Sección del documento »
──────────

No se quebrará la rama

James Wright

Vaso Roto, 2014

ISBN: 978-84-15168-85-0

112 páginas

17 €

Traducción de Antonio Rivero Taravillo

Edición bilingüe

 

 

Coradino Vega

Es mucho lo que los lectores en español de poesía, y de la norteamericana contemporánea en particular, debemos agradecer a la editorial Vaso Roto. Y no sólo por el cuidado de sus libros, con esas hermosas cubiertas ilustradas espléndidamente por Víctor Ramírez, con su calidad de papel y sus esmeradas traducciones, sino también por el rescate y la divulgación de un cuerpo poético de una riqueza ilimitada que va más allá de la antología de Jeannette L. Clariond y Harold Bloom titulada La escuela de Wallace Stevens, en la que ya se encontraban algunos de los autores, como W.S. Merwin o Charles Wright, cuya obra ha ido poco a poco publicando. Leyendo a los mejores poetas estadounidenses de la segunda mitad del siglo XX —ojalá alguien repare también en publicar aquí a Jack Gilbert y Galway Kinnell— uno desbarata rápidamente el prejuicio de quienes consideran esta poesía, como dice Clariond, simple, superficial, egocéntrica o propia de los habitantes de un imperio. Porque es precisamente por vivir en un imperio que estos poetas se rebelan con toda la fuerza del dolor, el extrañamiento y la indignación, y resultan tan minoritarios en su país como en el extranjero. Tan distintos como son entre sí, muchos de ellos tienen una cualidad poco notoria que mezcla la discreción con la rareza, un componente ‘outsider’ que no prescinde de cierto anonimato con una apariencia exenta de malditismo público. Algunos fueron o son profesores universitarios de literatura, pero más bien parecen que lo son o fueron de ciencias. A la manera particular de cada uno, la mayoría son unos ‘mavericks’, exponentes de esa combinación de lo artísticamente heterodoxo con un anclaje en la realidad del que ya hablamos aquí hace tiempo. Y uno de los ejemplos más excepcionales de esa nómina de raros fue con creces James Wright (Ohio, 1927 – Nueva York, 1980), ausente de la antología de Bloom pero quizás superior a muchos de los que sí aparecen.

──────────

Material de trabajo »
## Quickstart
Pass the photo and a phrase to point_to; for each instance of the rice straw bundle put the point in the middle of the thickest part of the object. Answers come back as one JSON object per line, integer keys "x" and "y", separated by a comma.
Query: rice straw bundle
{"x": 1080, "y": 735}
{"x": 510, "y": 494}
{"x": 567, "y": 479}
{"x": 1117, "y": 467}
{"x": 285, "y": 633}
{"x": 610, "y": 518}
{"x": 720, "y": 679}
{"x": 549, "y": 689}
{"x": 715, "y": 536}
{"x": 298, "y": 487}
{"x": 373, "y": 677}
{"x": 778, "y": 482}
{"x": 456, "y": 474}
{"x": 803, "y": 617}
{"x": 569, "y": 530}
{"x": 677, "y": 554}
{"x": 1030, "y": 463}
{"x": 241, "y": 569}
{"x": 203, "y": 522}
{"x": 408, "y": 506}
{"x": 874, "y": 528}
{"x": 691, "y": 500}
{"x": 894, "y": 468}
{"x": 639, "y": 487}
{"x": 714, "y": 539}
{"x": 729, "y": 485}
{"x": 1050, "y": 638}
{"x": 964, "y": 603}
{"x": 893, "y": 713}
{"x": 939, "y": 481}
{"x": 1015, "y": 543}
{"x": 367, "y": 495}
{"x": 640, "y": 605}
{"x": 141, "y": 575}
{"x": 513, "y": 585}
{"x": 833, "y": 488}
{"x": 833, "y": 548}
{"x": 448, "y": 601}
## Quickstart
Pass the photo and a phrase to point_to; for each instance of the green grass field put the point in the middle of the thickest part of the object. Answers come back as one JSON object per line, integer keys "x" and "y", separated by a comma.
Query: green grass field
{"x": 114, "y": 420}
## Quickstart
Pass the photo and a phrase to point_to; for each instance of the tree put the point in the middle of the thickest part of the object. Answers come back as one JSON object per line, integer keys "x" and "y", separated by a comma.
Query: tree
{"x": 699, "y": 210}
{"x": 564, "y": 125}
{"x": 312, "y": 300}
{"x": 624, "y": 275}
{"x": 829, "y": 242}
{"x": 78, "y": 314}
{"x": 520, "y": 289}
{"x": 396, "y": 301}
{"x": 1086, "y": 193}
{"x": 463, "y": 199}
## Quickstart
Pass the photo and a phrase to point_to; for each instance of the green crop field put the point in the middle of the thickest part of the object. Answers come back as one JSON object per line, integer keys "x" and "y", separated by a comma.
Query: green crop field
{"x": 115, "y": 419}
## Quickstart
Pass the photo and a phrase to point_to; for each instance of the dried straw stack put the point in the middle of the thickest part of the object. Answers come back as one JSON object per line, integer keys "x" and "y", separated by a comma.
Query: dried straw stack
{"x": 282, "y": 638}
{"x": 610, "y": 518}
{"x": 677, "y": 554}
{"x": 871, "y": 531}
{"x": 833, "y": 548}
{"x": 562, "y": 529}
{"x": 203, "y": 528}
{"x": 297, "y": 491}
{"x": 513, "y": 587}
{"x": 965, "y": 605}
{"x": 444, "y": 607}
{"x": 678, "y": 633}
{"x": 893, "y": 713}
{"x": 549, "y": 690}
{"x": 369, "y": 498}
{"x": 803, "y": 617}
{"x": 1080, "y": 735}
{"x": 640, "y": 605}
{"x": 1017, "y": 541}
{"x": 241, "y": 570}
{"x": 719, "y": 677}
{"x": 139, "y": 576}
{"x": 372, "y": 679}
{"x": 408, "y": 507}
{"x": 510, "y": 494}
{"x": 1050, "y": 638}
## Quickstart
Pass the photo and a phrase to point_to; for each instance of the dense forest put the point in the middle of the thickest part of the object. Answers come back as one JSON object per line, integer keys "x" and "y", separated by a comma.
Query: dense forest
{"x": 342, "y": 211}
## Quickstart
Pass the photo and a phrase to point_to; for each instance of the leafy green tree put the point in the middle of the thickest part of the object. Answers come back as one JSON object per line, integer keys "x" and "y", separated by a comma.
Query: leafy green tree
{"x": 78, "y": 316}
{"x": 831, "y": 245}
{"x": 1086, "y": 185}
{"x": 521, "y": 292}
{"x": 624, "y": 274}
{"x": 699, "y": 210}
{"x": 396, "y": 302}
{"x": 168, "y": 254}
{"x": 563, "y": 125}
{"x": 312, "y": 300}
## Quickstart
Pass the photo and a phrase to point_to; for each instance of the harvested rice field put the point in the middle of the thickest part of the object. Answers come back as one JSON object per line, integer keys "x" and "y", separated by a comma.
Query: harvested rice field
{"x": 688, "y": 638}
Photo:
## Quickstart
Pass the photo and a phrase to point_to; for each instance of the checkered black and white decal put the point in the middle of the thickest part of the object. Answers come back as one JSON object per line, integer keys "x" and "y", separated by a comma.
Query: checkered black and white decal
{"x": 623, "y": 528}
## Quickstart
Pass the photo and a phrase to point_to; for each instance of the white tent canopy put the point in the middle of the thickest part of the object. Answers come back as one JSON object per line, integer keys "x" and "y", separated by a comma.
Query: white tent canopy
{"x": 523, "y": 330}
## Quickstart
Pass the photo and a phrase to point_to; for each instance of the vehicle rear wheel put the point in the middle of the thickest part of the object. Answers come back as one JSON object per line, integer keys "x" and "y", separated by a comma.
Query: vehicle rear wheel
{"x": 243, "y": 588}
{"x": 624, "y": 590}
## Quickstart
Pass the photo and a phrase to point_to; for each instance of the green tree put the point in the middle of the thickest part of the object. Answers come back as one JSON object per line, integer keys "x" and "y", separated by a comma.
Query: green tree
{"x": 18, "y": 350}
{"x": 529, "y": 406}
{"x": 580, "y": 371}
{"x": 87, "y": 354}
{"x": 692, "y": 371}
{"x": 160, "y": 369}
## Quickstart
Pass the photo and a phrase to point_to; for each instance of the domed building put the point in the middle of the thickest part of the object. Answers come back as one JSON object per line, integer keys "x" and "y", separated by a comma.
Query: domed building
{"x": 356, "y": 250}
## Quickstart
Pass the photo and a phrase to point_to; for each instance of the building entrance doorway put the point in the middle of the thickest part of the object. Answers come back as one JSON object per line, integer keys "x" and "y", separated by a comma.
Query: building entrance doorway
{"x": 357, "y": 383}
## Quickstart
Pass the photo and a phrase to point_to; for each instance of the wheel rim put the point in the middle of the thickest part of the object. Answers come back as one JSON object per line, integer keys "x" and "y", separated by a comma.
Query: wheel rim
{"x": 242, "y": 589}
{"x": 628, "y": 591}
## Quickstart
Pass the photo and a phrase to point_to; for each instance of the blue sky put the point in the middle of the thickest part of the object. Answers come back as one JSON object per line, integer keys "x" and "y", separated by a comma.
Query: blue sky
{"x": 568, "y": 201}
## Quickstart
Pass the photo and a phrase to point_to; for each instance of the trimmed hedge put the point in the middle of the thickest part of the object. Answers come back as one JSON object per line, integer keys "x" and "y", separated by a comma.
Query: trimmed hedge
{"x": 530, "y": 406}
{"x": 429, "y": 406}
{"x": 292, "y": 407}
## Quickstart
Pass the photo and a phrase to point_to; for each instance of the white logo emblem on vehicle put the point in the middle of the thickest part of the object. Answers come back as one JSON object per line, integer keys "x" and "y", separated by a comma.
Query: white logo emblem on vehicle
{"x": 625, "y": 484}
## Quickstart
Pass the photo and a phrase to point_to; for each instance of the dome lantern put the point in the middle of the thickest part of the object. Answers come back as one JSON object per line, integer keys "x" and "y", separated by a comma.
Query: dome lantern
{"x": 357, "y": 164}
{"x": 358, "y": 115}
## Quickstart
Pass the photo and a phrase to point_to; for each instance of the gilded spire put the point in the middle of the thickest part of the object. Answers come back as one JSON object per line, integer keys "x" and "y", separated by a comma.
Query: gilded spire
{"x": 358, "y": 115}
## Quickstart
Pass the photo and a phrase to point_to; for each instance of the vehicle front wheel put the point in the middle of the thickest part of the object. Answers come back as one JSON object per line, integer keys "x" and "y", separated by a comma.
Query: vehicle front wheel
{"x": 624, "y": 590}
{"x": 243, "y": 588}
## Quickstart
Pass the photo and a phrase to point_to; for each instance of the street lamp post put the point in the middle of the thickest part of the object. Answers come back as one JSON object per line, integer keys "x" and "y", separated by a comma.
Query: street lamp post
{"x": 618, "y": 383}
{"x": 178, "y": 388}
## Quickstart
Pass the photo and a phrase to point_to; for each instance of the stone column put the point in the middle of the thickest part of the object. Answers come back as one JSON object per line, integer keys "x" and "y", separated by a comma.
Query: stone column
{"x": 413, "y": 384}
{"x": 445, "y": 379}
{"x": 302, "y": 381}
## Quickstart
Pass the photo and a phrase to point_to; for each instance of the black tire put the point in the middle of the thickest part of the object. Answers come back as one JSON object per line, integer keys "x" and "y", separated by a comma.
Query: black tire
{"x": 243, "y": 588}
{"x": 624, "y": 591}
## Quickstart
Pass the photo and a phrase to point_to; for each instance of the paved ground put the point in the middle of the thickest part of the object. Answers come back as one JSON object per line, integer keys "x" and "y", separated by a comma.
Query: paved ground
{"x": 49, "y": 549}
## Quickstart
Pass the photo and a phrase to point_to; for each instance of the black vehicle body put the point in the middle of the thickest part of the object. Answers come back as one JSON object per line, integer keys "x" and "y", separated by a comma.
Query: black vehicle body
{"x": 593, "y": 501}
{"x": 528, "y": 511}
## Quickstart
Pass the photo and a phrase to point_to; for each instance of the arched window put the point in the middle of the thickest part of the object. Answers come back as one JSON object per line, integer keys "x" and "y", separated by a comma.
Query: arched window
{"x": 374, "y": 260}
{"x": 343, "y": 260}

──────────

Consignas del ejercicio »
A – Indica si cada afirmación concuerda con la reseña sobre James Wright y responde sí o no. Cita textualmente las palabras de la reseña que lo deciden. (i) La traducción del libro corre a cargo de Antonio Rivero Taravillo. (ii) James Wright figura en la antología de Bloom. (iii) Víctor Ramírez ilustra las cubiertas de Vaso Roto.
B – Prosigue la reseña sobre James Wright a partir de su última oración.

Lista de respuestas »
A –
(i) Sí: «Traducción de Antonio Rivero Taravillo».
(ii) No: «ausente de la antología de Bloom pero quizás superior a muchos de los que sí aparecen».
(iii) Sí: «esas hermosas cubiertas ilustradas espléndidamente por Víctor Ramírez».

B –
Deudora de cierto formalismo anglosajón en su primera etapa, la obra de James Wright despegó con su profunda originalidad a partir de No se quebrará la rama, publicado por primera vez en 1963, y que con el tiempo ha pasado a ser un poemario seminal: un libro que, a pesar del aislamiento en el que nació, se ha ido convirtiendo en uno de los textos fundacionales de la poesía norteamericana moderna. James Wright fue coetáneo de los poetas de la Generación Beat y de los de la Escuela de Nueva York, pero su origen marcó de tal modo su obra que no tuvo más remedio que ir por su cuenta ante la impronta que le llegaba de cada costa. James Wright nació, estudió y vivió la mayor parte de su vida en el Medio Oeste americano, ejerció la docencia en la Universidad  de Minnesota y no fue hasta sus últimos años cuando se trasladó a Nueva York para trabajar en el Hunter College. De ahí que su poesía tenga poco que ver con el delirio alucinado ‘beatnik’ o la refinada contestación educada en Harvard del Greenwich Village. Su escuela fue la traducción y la revista The Sixties que publicaba Robert Bly.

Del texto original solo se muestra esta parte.